Page excerpt
********************

One day the secret police came to our apartment, ransacked our house and turned everything upside down. They said, ‘We’ve been following your wife and we know she’s been attending an underground church. If we ever see her attending again, your daughter will disappear.’ Then they grabbed me. I was only three years old.

At that time, Romania was a communist country and going to church wasn’t allowed. Although my father was a lawyer, he came from 2 generations of pastors, and we were a very Christian family. My parents became scared after that, and they spent the next two years planning their escape, because it was very difficult to leave the country. My father studied the laws of all the countries, and he found out that if they pretended they were going to Austria on a holiday without me, the Austrian government would be able to force Romania to release me later.

So they left me with my aunt and with only a small amount of money, went to Austria. They thought it would be a quick process to get me back after they claimed asylum in Austria, but in fact it took almost two years before the process was finalised.

In that time, my Aunty had become like my Mum to me. I remember her crying when I was getting on the plane, and the scariest part was when she said, ‘I can’t come with you. You’re going on your own.’ When I arrived at the airport and saw my parents, I just ran into their arms.

********************

Supplied information
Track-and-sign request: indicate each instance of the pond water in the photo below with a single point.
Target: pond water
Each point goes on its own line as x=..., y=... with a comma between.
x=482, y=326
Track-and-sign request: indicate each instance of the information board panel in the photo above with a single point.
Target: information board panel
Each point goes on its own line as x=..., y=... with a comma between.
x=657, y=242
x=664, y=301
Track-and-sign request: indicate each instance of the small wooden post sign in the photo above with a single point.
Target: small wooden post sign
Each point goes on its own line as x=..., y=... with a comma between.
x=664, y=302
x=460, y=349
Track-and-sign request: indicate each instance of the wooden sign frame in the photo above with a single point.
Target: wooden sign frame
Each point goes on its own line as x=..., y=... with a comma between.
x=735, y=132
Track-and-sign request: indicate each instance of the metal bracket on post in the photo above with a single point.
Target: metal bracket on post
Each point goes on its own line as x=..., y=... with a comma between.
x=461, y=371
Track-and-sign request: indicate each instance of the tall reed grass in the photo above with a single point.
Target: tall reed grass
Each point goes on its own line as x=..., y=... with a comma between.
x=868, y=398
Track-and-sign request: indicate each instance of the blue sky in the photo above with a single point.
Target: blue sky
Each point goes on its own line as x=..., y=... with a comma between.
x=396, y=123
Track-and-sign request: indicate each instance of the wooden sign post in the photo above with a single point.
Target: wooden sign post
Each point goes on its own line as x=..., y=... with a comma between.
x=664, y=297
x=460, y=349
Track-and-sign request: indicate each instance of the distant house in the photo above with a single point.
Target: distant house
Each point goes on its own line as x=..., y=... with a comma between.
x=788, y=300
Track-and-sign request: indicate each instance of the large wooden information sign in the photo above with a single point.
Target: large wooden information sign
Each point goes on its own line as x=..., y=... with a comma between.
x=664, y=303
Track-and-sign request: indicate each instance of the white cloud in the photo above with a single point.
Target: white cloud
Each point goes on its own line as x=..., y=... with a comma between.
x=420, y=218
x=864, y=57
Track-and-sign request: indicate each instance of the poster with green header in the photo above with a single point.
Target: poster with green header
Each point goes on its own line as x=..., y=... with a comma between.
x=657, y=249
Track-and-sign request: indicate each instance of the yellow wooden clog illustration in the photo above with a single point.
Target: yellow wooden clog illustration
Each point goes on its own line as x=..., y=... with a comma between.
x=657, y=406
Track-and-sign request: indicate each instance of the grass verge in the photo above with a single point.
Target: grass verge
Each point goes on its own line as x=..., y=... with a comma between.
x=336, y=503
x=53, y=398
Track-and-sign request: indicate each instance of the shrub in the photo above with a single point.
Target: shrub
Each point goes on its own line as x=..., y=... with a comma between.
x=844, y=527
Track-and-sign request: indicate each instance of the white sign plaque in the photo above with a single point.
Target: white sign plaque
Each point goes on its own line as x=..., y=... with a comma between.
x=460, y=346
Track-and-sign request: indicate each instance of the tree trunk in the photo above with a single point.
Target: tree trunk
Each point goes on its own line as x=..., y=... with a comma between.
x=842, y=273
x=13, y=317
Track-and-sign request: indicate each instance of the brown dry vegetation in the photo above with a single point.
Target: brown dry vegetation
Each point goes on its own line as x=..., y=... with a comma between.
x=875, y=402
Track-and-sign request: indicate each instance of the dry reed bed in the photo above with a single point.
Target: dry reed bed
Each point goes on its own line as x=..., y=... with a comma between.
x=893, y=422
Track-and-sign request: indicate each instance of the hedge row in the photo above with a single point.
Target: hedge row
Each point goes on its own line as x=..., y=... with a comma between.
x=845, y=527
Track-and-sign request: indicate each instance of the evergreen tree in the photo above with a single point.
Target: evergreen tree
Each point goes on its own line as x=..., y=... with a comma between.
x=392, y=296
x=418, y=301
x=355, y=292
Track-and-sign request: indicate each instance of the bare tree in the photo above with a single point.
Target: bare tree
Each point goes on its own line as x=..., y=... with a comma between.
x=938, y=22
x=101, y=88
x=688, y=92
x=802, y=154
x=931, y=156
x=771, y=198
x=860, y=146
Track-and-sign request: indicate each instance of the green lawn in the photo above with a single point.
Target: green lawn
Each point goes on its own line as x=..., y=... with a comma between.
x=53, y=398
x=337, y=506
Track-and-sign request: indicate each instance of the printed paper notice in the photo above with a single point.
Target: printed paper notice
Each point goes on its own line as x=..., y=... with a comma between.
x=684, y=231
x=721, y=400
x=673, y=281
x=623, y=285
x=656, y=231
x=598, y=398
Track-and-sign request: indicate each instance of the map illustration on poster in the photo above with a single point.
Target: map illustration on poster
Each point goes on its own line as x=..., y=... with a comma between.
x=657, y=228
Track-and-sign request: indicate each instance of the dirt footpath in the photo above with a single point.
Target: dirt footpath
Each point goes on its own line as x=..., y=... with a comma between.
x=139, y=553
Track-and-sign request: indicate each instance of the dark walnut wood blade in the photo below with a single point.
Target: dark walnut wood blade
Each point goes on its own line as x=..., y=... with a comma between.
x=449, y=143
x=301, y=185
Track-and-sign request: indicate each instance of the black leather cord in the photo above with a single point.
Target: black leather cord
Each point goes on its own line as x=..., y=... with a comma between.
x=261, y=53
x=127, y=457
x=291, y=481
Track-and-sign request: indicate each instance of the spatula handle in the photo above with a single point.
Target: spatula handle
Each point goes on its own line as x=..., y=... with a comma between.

********************

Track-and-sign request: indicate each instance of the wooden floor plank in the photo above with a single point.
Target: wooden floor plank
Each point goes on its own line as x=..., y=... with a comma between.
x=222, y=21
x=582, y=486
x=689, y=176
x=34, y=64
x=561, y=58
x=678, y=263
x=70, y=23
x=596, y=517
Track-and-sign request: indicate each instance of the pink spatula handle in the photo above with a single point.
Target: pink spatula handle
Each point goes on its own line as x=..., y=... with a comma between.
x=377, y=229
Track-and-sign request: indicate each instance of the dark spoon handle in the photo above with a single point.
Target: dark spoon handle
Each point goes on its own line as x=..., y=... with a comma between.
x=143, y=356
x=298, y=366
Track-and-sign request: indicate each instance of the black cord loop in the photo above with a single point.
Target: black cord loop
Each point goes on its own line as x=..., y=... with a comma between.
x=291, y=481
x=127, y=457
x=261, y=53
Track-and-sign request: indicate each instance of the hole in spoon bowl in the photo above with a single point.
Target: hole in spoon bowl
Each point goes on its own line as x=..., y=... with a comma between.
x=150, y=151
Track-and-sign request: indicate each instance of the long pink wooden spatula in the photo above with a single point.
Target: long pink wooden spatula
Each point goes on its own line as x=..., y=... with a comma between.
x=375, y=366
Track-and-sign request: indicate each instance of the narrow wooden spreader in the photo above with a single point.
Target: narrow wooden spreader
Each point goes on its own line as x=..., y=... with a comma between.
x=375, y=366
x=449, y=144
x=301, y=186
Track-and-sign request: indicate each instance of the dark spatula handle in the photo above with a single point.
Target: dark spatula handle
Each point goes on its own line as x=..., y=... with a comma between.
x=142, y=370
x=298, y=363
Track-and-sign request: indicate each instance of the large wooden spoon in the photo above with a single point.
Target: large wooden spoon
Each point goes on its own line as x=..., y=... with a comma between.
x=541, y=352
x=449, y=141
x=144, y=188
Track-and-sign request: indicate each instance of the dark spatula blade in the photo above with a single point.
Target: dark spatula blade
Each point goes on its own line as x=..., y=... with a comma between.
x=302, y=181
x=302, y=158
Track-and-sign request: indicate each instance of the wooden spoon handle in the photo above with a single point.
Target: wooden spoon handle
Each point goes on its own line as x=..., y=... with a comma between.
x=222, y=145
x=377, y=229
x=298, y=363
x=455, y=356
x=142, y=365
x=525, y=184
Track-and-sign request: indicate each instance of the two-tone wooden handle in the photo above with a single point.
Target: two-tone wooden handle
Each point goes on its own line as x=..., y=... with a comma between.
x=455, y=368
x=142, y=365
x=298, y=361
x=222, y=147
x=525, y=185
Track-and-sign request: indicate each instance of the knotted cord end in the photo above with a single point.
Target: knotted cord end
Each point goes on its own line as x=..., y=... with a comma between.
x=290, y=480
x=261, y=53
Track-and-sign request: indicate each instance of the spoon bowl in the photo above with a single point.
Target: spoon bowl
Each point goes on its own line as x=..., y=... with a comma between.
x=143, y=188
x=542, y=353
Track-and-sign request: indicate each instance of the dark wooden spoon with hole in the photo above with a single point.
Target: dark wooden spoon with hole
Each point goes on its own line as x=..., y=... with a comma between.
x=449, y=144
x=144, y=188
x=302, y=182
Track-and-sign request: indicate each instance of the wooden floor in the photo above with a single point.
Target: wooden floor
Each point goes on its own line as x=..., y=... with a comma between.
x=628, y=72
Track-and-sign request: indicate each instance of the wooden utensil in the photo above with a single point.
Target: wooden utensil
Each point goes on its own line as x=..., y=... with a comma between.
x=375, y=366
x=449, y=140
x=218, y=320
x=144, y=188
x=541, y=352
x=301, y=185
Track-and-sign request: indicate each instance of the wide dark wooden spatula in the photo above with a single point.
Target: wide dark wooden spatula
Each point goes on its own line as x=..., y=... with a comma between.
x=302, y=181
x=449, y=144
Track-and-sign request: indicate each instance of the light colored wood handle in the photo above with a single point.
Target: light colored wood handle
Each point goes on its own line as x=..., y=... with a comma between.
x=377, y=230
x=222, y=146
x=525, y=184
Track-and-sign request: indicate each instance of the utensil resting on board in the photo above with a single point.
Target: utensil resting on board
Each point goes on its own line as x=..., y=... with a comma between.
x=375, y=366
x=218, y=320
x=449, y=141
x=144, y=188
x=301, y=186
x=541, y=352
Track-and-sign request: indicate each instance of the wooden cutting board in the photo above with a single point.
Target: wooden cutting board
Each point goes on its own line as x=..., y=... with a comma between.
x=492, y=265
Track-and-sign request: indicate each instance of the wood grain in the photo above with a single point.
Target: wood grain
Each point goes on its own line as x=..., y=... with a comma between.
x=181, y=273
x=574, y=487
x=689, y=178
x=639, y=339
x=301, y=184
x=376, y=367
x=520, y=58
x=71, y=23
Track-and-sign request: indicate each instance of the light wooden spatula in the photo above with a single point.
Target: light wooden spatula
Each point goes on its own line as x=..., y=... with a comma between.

********************

Written instruction 1
Rewrite the paragraph of the account of leaving Romania that begins "At that time, Romania was a communist country" as a short bulleted list that keeps its main facts.
Written instruction 2
According to the account of leaving Romania, what did the secret police do during their visit to the apartment? List each action.
Written instruction 3
Based on the account of leaving Romania, why did the parents go to Austria without the narrator?
The rows have no connection to the account of leaving Romania.

Task answer 1
- Romania was communist, and going to church was not allowed.
- The narrator's father was a lawyer from two generations of pastors, and the family was very Christian.
- Frightened, the parents spent two years planning their escape, since leaving the country was very difficult.
- The father studied the laws of all the countries and found that if they pretended to go to Austria on holiday without the narrator, the Austrian government could later force Romania to release the narrator.

Task answer 2
- Came to the apartment
- Ransacked the house
- Turned everything upside down
- Warned that the daughter would disappear if the wife was seen attending the underground church again
- Grabbed the narrator

Task answer 3
The father had studied the laws of all the countries. He found that if they pretended to take a holiday in Austria without the narrator, the Austrian government could later force Romania to release the narrator.